#### [Directions]
In the passage on how many eyes a character design gets, what do the writer's favorite Transformers have?

#### [Source passage]
----------------------------------------
Forgot to come back and finish this one. It's really going to come down to what's trying to be communicated. I personally don't go to the H.P. Lovecraft School of Tossing Too Many Eyes On A Thing And Calling It Scary, but I think how many eyes you give something impacts its semiotics, or where exactly an anthropomorphic figure falls onto the uncanny valley scale. I do dig no-eyed looks for monsters, especially subterranean or extraterrestrial, and, like, future assassins to help visually dehumanize them. All my favorite Transfomers have one big eye, and I think single-eye robots/tech masks is very good at conveying something a step above being fully removed from humanity but still possesses a level of focus, impassive callousness or being emotionally hollow. Let's say like, more than two less than ten, you start invoking your spiders or big compound eyes, you obviously start moving back towards monstrous vibes but you can also get characters who read as frail, cerebral, tricksters. And then there's just your big mess o'eyes and like. I dunno. It's an easy iconography for eldritch, outsider stuff but I don't really feel like it's saying anything.
----------------------------------------
#### [Image entries on named regions]

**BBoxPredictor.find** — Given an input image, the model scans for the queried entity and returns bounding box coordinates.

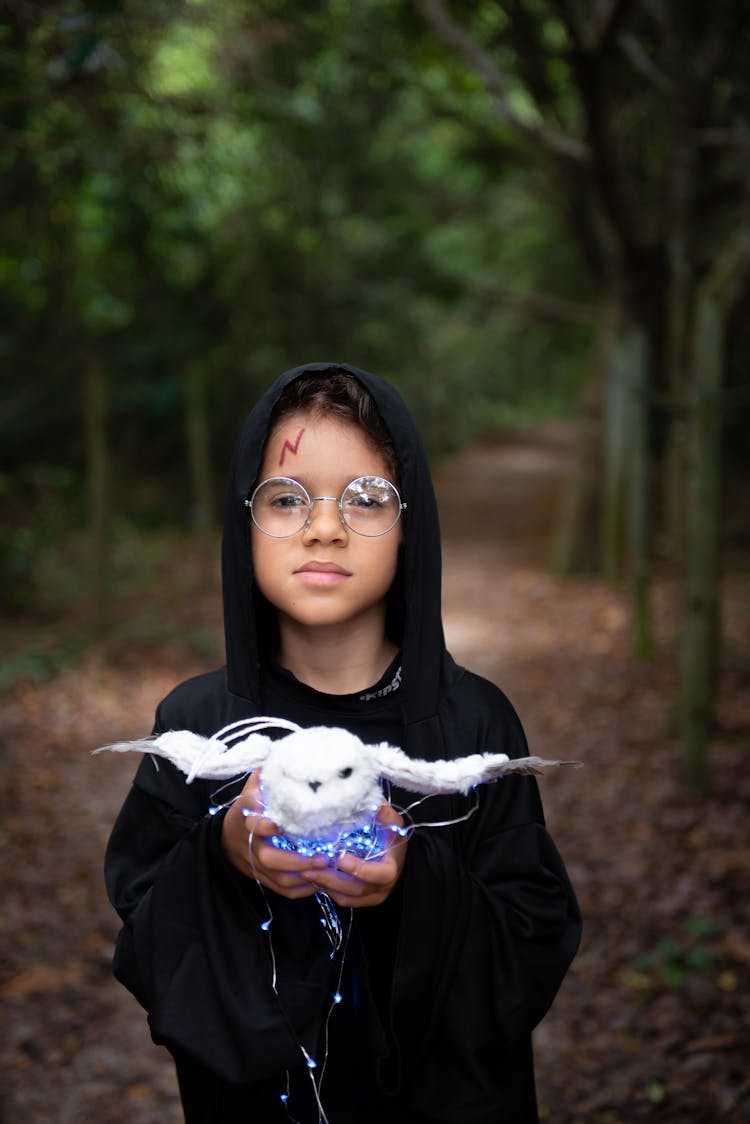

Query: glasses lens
[341,477,401,538]
[250,477,310,538]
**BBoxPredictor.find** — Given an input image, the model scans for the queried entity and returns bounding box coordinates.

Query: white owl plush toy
[94,717,580,856]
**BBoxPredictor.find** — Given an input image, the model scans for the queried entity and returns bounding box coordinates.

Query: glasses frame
[244,475,406,538]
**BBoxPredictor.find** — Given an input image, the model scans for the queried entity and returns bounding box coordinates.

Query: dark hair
[269,370,399,484]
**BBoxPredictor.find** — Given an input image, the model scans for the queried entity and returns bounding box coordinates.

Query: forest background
[0,0,750,1120]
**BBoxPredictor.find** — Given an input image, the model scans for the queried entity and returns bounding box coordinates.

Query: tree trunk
[602,316,632,583]
[186,362,214,540]
[84,355,110,641]
[627,328,653,658]
[551,301,616,574]
[678,221,750,791]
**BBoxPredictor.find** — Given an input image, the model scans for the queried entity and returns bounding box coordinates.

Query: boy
[107,364,580,1124]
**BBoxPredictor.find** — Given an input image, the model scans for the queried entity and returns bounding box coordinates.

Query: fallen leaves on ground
[0,424,750,1124]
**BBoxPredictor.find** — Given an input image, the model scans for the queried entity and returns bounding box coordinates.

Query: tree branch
[414,0,589,163]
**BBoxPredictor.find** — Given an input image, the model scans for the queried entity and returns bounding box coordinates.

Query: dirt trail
[0,427,750,1124]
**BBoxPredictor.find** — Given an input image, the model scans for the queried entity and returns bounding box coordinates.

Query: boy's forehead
[262,414,385,482]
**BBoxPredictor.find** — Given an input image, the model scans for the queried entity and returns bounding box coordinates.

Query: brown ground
[0,427,750,1124]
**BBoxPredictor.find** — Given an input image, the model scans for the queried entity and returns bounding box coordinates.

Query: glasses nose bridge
[302,496,349,531]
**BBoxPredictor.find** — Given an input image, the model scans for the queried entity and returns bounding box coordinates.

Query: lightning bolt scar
[279,427,305,465]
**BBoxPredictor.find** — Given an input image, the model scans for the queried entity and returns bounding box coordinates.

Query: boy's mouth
[295,562,352,586]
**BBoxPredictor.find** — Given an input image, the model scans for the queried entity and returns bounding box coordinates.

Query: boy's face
[251,414,401,634]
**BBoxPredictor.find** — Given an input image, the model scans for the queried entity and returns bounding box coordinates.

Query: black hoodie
[106,364,580,1124]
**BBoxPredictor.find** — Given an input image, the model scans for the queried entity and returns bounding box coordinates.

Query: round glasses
[245,477,406,538]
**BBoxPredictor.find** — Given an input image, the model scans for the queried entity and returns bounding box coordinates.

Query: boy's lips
[295,562,352,586]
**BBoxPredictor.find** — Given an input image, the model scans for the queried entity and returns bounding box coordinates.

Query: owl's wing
[372,743,581,795]
[94,729,272,783]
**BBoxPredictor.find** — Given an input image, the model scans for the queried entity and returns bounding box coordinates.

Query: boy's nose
[305,496,346,542]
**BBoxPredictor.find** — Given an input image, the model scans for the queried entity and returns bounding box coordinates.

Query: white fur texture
[96,718,579,836]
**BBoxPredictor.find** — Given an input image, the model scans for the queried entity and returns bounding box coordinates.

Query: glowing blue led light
[269,824,386,867]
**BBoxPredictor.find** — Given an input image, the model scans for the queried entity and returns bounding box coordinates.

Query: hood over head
[222,363,450,724]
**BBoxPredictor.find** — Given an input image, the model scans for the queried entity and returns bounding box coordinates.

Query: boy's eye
[268,492,307,508]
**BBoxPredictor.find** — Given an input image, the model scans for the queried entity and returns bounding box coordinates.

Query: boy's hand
[300,804,406,909]
[222,772,406,907]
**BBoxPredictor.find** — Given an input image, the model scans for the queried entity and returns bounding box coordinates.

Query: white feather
[94,718,580,836]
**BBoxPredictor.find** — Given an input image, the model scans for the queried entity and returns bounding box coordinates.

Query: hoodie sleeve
[105,701,337,1082]
[382,674,581,1122]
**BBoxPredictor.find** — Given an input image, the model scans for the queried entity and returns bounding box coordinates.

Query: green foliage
[627,917,724,990]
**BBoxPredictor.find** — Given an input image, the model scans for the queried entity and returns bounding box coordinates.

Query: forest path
[0,426,750,1124]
----------------------------------------
#### [Task answer]
One big eye.